# PROBLEM 1:
Reproduce the stretch of the article on vitamin D and knee health from "Vitamin D &" through "healthy and strong." word for word.
# PROBLEM 2:
Answer these questions from the article on vitamin D and knee health.
(a) Which parts make up the knee?
(b) How many men and women had their Vitamin D levels measured in the study by the Menzies Research Institute?
(c) How long after the first measurement were the same people examined again?
# PROBLEM 3:
Resume the article on vitamin D and knee health, writing on from its final sentence.

# EXCERPT PROVIDED:
-- Opening Marker --

Vitamin D & Knee Health
March 30, 2021
The knee is comprised of bone, ligaments, cartilage, muscle and tendons. If any one of these parts is damaged then it can affect the overall operation of the knee.
To keep these important parts of the knee healthy, you can do at-home knee strengthening exercises. You can also take vitamins to ensure that your knee is getting the nutrients it needs to be healthy and strong.
Vitamin & Knee Health
When it comes to knee health, there’s one vitamin that plays an important role in reducing cartilage wear the probability of knee pain. Only recently has this vitamin been touted in the medical field as a powerful hormone with numerous functions throughout the body – Vitamin D.
In one study conducted by the Menzies Research Institute in Tasmania, Vitamin D levels of 880 men and women ranging from 51-79 years of age were measured. Three years later, the same people were examined and it was revealed that those who were deficient in Vitamin D were at greater risk of cartilage wear and probability of knee pain [source].

-- Closing Marker --

# DATA SHOWN:
-- Opening Marker --

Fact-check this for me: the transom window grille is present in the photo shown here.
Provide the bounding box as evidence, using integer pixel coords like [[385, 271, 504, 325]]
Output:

-- Closing Marker --

# WRITTEN ANSWER 1:
Vitamin D & Knee Health
March 30, 2021
The knee is comprised of bone, ligaments, cartilage, muscle and tendons. If any one of these parts is damaged then it can affect the overall operation of the knee.
To keep these important parts of the knee healthy, you can do at-home knee strengthening exercises. You can also take vitamins to ensure that your knee is getting the nutrients it needs to be healthy and strong.

# WRITTEN ANSWER 2:
(a) Bone, ligaments, cartilage, muscle and tendons.
(b) 880.
(c) Three years later.

# WRITTEN ANSWER 3:
The takeaway: Vitamin D may help prevent knee osteoarthritis, in addition to colon cancer and possibly prostate and breast cancer.
Another study published in the Arthritis & Rheumatism journal revealed that a lack of Vitamin D contributes to knee pain in Black Americans. Even though all of the test subjects lived in a sunny climate, the study found that 84% of black participants had insufficient vitamin D levels compared to 51% of white subjects. Black participants reported feeling greater overall knee pain than white participants.
How To Get Vitamin D?
You can get Vitamin D through any of the following ways:
- Getting 30 minutes of direct sun exposure
- Eating fatty fish such as salmon, tuna and mackerel
- Drinking milk
- Eating mushrooms
- Taking a supplement
Depending on where you live, sun exposure is the easiest way to get adequate Vitamin D (600 IU as recommended by the Food & Nutrition Board). All you need to do is expose your hands and arms to about 30 minutes of sunlight during peak sunlight hours.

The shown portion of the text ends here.